Problem to solve:
Pull out every line of the data below that contains the word "vegetation", matching case exactly, and copy each line as it appears.

Input records:
§

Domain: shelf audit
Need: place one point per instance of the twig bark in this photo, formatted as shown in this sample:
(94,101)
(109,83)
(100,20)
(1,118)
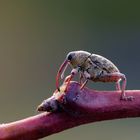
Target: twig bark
(70,109)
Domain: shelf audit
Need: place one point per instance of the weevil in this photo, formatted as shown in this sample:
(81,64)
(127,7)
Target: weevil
(92,67)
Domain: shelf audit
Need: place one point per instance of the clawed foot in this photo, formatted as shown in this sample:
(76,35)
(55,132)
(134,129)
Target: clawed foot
(127,98)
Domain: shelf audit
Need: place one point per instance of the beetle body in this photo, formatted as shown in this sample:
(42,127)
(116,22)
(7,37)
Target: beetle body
(92,67)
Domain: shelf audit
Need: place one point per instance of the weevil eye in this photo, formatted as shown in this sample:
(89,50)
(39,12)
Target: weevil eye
(70,56)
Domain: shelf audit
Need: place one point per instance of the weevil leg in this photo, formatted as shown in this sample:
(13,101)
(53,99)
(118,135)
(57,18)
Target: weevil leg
(87,76)
(83,85)
(118,87)
(73,72)
(113,77)
(81,79)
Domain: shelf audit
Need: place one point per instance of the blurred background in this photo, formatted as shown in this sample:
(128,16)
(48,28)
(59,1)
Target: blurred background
(35,37)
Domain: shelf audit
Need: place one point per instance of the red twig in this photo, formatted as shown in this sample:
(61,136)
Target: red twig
(72,108)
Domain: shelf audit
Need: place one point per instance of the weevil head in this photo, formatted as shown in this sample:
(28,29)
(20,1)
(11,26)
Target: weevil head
(76,58)
(49,105)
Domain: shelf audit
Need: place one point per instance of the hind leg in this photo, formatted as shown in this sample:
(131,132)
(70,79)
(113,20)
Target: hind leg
(113,77)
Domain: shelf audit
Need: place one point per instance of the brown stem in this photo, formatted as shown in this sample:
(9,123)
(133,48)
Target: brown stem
(73,108)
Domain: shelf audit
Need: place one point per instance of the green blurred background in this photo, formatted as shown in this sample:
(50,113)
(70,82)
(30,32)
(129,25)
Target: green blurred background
(35,37)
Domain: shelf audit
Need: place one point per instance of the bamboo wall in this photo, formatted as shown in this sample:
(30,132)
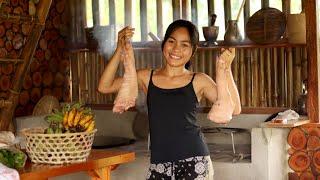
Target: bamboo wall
(265,77)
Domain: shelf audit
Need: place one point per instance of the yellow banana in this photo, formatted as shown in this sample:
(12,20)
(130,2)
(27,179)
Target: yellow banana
(77,118)
(72,113)
(91,126)
(65,119)
(85,119)
(85,126)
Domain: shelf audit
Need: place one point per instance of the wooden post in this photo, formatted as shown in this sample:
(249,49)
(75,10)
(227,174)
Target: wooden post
(6,114)
(312,23)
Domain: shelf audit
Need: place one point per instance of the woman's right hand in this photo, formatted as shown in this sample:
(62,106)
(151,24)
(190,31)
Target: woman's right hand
(124,37)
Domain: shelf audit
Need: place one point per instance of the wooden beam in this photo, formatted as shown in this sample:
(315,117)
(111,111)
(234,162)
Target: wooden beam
(313,63)
(194,12)
(95,13)
(143,20)
(128,12)
(159,19)
(7,113)
(112,12)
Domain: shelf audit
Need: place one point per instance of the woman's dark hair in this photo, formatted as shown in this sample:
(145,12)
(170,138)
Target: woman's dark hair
(193,34)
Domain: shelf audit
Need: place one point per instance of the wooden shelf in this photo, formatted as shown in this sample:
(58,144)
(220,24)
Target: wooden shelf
(290,124)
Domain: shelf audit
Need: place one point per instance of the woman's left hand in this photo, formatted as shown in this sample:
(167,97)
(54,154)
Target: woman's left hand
(227,55)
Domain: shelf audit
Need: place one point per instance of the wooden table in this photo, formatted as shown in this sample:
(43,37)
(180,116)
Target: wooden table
(99,166)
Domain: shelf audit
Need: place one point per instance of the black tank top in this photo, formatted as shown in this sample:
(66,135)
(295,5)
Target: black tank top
(174,133)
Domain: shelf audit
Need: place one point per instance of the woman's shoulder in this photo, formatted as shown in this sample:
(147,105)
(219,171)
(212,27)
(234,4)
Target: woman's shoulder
(202,77)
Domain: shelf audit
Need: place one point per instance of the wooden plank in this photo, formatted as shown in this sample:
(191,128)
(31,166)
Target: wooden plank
(128,12)
(143,20)
(313,63)
(194,12)
(227,12)
(159,19)
(112,12)
(176,10)
(95,13)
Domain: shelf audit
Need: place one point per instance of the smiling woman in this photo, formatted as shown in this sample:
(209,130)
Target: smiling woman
(173,95)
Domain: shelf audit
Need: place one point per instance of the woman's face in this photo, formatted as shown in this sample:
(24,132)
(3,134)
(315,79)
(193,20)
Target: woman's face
(177,49)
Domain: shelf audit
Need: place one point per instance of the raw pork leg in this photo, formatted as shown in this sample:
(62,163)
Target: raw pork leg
(221,111)
(128,91)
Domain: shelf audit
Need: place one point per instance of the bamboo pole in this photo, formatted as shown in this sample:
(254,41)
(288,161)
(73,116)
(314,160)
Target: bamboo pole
(210,9)
(176,9)
(289,77)
(304,62)
(194,12)
(95,13)
(269,77)
(296,76)
(255,79)
(128,12)
(261,78)
(74,77)
(276,102)
(249,78)
(6,114)
(143,20)
(265,3)
(185,9)
(210,63)
(159,19)
(227,11)
(112,12)
(242,79)
(246,14)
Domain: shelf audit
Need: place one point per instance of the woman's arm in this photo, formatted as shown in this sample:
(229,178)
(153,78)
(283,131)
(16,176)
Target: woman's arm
(228,55)
(107,82)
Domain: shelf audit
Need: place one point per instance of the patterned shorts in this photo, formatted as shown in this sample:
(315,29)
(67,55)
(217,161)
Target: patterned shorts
(194,168)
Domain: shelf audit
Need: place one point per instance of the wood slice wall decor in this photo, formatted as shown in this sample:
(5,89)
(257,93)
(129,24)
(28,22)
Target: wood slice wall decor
(48,72)
(304,153)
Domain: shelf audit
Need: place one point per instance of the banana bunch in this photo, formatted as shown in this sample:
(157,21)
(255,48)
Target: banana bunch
(72,118)
(77,118)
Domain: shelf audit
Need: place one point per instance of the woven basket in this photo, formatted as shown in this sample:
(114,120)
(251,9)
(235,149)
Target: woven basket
(58,148)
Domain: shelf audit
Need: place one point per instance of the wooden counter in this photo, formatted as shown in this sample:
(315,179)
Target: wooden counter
(99,166)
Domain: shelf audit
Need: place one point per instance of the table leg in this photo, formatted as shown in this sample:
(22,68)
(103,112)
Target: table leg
(100,174)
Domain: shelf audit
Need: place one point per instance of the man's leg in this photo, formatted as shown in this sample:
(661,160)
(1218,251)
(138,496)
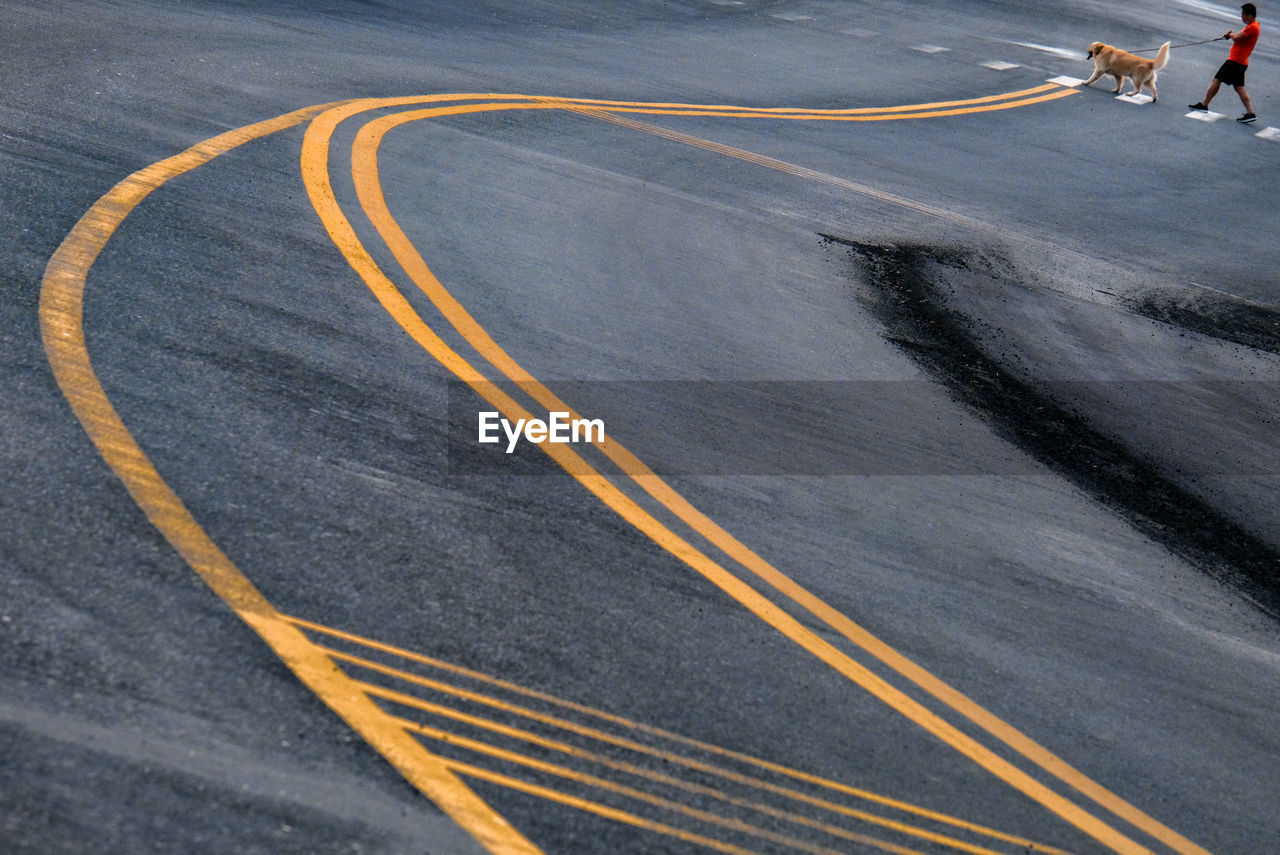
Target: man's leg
(1211,92)
(1244,99)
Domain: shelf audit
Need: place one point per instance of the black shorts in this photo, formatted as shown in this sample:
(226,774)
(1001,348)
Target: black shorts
(1232,73)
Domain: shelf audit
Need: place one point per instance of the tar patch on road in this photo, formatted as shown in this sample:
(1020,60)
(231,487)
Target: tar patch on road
(917,319)
(1255,327)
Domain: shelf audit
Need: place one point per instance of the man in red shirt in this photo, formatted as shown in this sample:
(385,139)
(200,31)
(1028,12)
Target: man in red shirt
(1237,63)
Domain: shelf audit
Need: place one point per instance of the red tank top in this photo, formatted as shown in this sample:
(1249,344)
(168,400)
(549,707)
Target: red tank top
(1242,47)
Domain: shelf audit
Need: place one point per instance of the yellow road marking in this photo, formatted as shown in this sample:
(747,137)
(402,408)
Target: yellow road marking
(62,325)
(315,169)
(630,768)
(365,175)
(648,798)
(639,748)
(782,111)
(595,808)
(652,731)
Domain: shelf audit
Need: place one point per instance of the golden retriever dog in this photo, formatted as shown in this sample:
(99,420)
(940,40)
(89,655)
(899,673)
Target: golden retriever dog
(1121,64)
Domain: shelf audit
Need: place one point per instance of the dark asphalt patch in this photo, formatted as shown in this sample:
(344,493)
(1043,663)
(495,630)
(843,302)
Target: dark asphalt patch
(899,292)
(1219,316)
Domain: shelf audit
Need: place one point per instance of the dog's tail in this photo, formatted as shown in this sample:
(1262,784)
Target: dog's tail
(1162,56)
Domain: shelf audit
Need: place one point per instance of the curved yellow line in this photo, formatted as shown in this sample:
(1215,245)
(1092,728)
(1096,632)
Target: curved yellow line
(62,325)
(365,172)
(315,159)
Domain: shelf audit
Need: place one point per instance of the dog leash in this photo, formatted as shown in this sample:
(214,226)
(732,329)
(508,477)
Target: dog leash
(1147,50)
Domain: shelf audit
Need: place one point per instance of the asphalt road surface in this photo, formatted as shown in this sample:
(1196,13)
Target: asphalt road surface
(938,504)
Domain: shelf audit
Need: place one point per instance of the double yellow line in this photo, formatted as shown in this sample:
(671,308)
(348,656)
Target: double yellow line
(62,324)
(403,677)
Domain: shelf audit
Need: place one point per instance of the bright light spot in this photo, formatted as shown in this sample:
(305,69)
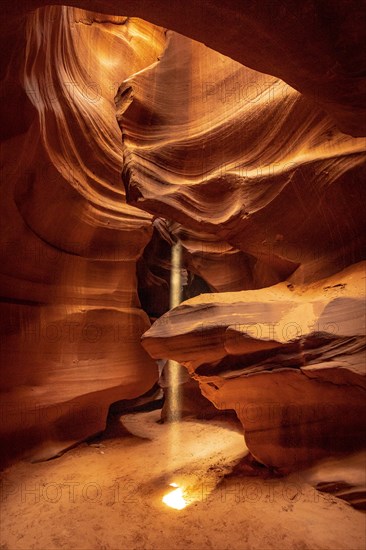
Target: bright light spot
(175,499)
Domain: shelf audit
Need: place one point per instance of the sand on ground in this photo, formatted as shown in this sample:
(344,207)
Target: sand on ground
(107,495)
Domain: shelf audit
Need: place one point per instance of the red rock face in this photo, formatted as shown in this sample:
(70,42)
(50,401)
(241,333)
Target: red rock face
(71,317)
(289,361)
(250,170)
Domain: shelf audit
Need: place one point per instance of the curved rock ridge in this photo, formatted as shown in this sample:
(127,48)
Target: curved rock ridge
(71,317)
(290,360)
(240,156)
(318,48)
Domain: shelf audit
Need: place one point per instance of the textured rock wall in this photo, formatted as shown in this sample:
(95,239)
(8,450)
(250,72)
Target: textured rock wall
(71,317)
(251,169)
(290,360)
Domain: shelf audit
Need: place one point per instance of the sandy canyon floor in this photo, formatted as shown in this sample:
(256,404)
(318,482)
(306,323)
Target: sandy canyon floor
(107,495)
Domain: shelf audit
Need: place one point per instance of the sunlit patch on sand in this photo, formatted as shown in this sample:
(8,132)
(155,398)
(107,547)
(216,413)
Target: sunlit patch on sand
(175,499)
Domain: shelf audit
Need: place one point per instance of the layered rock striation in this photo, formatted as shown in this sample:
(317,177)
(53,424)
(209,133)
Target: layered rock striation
(290,360)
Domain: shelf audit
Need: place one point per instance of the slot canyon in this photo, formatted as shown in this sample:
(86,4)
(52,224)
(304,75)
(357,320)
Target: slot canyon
(183,275)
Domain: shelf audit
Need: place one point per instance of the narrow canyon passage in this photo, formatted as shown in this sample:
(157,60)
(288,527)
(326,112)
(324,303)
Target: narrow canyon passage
(182,275)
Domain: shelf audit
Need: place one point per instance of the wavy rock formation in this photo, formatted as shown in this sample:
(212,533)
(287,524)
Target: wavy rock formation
(289,360)
(271,37)
(71,317)
(254,176)
(266,175)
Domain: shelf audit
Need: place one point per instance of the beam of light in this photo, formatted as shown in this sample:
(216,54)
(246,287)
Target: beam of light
(173,368)
(175,499)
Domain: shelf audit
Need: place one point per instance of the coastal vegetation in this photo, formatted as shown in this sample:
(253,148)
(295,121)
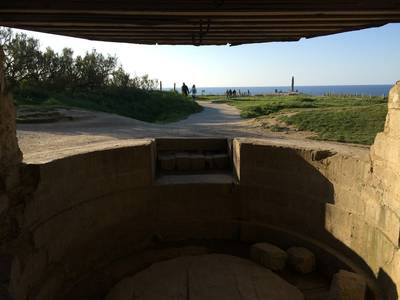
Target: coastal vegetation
(351,119)
(92,81)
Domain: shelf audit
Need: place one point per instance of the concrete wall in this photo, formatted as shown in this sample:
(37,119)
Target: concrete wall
(11,205)
(94,218)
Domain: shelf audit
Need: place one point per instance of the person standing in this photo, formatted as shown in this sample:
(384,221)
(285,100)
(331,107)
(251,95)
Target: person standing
(185,89)
(194,92)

§

Response for this exercise:
Need: place one point per instance of the coastal vegetation in this photo, formatted as shown in this sample:
Target: coastal vegetation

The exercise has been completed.